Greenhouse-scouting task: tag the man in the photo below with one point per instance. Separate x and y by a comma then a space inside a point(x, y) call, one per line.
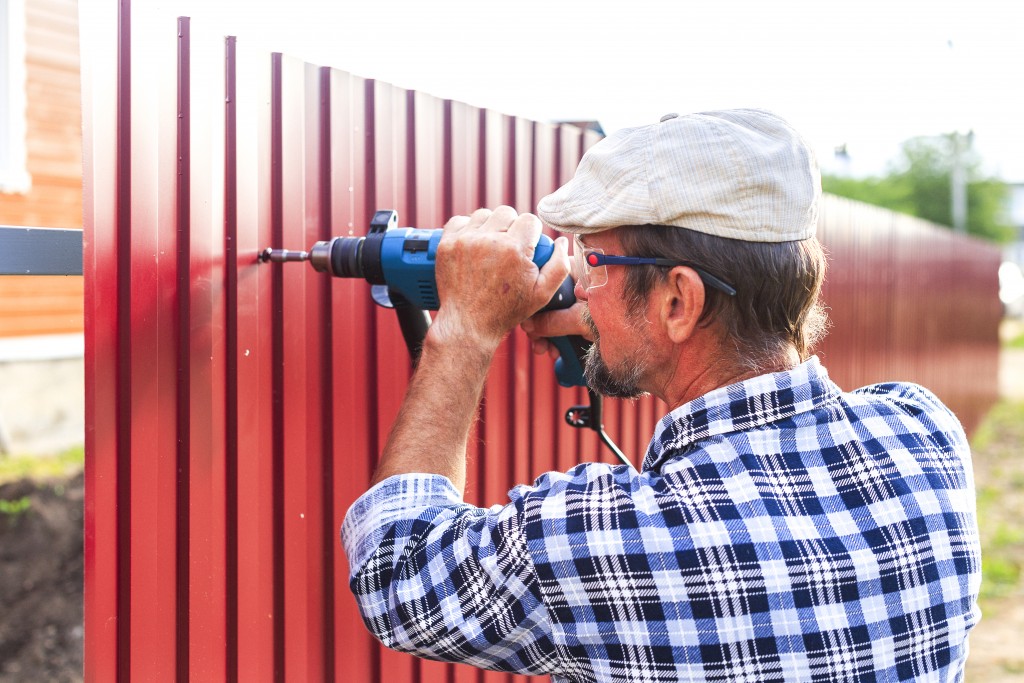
point(779, 528)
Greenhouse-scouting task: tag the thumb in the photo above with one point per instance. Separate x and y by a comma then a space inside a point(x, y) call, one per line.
point(554, 271)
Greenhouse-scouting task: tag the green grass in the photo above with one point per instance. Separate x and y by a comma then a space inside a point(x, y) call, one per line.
point(999, 472)
point(41, 467)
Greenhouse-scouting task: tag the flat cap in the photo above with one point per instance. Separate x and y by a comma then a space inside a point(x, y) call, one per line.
point(743, 174)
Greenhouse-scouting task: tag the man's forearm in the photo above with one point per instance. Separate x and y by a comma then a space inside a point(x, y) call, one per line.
point(430, 433)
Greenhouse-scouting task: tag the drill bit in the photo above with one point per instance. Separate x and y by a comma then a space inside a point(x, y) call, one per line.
point(283, 255)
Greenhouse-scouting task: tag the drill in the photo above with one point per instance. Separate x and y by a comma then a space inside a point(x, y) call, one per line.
point(398, 262)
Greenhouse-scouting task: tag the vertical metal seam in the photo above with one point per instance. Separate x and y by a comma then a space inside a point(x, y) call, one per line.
point(124, 337)
point(370, 189)
point(327, 401)
point(532, 365)
point(413, 219)
point(448, 199)
point(509, 369)
point(278, 363)
point(481, 410)
point(183, 380)
point(411, 190)
point(230, 365)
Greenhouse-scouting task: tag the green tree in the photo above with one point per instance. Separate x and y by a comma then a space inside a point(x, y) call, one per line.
point(919, 182)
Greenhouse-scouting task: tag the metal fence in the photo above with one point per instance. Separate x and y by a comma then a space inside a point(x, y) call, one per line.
point(235, 410)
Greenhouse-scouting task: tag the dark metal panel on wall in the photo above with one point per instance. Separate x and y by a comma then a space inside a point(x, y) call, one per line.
point(236, 410)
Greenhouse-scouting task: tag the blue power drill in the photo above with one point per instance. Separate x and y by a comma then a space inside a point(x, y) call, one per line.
point(398, 262)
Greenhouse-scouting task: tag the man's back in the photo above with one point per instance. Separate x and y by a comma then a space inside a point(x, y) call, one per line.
point(780, 530)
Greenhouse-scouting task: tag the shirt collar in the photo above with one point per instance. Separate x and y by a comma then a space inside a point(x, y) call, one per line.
point(741, 407)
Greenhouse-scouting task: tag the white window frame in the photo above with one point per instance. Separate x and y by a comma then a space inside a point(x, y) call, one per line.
point(13, 158)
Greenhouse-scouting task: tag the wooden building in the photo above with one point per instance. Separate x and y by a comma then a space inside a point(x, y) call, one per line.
point(41, 169)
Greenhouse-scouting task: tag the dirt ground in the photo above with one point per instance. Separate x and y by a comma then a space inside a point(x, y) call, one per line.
point(41, 634)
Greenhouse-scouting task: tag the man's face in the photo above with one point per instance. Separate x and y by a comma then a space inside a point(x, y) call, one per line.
point(619, 363)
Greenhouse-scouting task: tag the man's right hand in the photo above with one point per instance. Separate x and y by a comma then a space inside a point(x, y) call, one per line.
point(563, 323)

+++

WHAT IS NEEDED>
Could every record be given again exactly, with its pictures left out?

WRITTEN ANSWER>
Greenhouse-scouting task: tag the man in the photo below with one point per instance. Separate x and y by a comma then a space inside a point(x, y) call, one per line.
point(779, 528)
Greenhouse-scouting task: tag the thumb in the photo above with one point per instance. Separate x and y by a comma then a space inside a point(x, y) call, one per line.
point(554, 271)
Greenhouse-scouting task: tag the green grass in the photo above with one point per instance. Separate x and y by a comma then a space inside a point(x, y) call, one per line.
point(999, 472)
point(41, 467)
Greenhouse-scouting task: tag the flat cap in the photo above with one point per instance. Separate x and y by a comma then a space inside a point(x, y) call, one per line.
point(743, 174)
Greenhouse-scouting task: tag the man's forearm in the photo above with one point per instance. Separate x and y by a comma then a space inside a point(x, y) call, one per line.
point(430, 433)
Greenhouse-scouting task: tag the drill bit in the photo above with one point per instance. Separate x and y by a comma then a space inside a point(x, y) call, one per line.
point(283, 255)
Greenhouse-scouting task: tag the drill in the photo above with one point per instance. Separate x and y by a comma then a space inside a point(x, y) call, one per line.
point(398, 262)
Greenhouse-scouting task: tag the vertical metal seam in the photo above with one point per instance. Separate x and y by a comma then a space inside a point(x, y) call, one per line.
point(124, 337)
point(370, 189)
point(327, 401)
point(532, 365)
point(413, 219)
point(448, 199)
point(509, 369)
point(278, 363)
point(481, 410)
point(183, 380)
point(411, 190)
point(230, 365)
Greenhouse-scouting task: tag the green tree in the photo above with one point per instance. Separate x and y by a comma then a space inside a point(x, y) call, one per line.
point(919, 182)
Greenhouse-scouting task: tag the metal fence in the photo above with one point per instance. Separate x and y by a comma then a space inside a point(x, y) call, one per line.
point(235, 410)
Greenhouse-scouting task: tag the dark metal panel on wall in the photo above with one point per instance. Separate x and y by a comma then a space inside a point(x, y) call, one per line.
point(236, 410)
Greenhouse-scouting task: tag the blue power drill in the photo above with one point per instance. Separate x and y by a comma then a space inside a point(x, y) call, one per line.
point(398, 262)
Greenhouse-scouting task: tag the man's back in the photo above with one point per instance. Separate x and y by a comma then a space inside a point(x, y) call, one per line.
point(780, 530)
Greenhouse-scouting task: tag the shirt collar in the photo above with one point per instance. Separate x and y by a comma then a space inside a point(x, y) call, one per line.
point(741, 407)
Greenhouse-scouting task: tag the white window frame in the photo above with one point per instance. Separate x and y by a comma then a space inside a point(x, y) call, one per line.
point(13, 158)
Greenhouse-scouting task: tag the wooden building in the photo above with one point per instance. Separate x and y by a comma then a space inside a point(x, y) call, one per line.
point(41, 169)
Greenhouse-scouting task: tag the dirt ground in the photo above with one point per instance. Separate x and y by a comma then a space inside a point(x, y) call, one per line.
point(41, 634)
Greenhouse-scouting task: tag the man's face in the photo above with one point per instance. Separate x and y by a comma then a space inside a point(x, y) call, one per line.
point(619, 363)
Greenhouse-scouting task: tag the man's right hand in the photo above with one point per instance. Separate x and y by a comma then a space inside a point(x, y) call, one per line.
point(563, 323)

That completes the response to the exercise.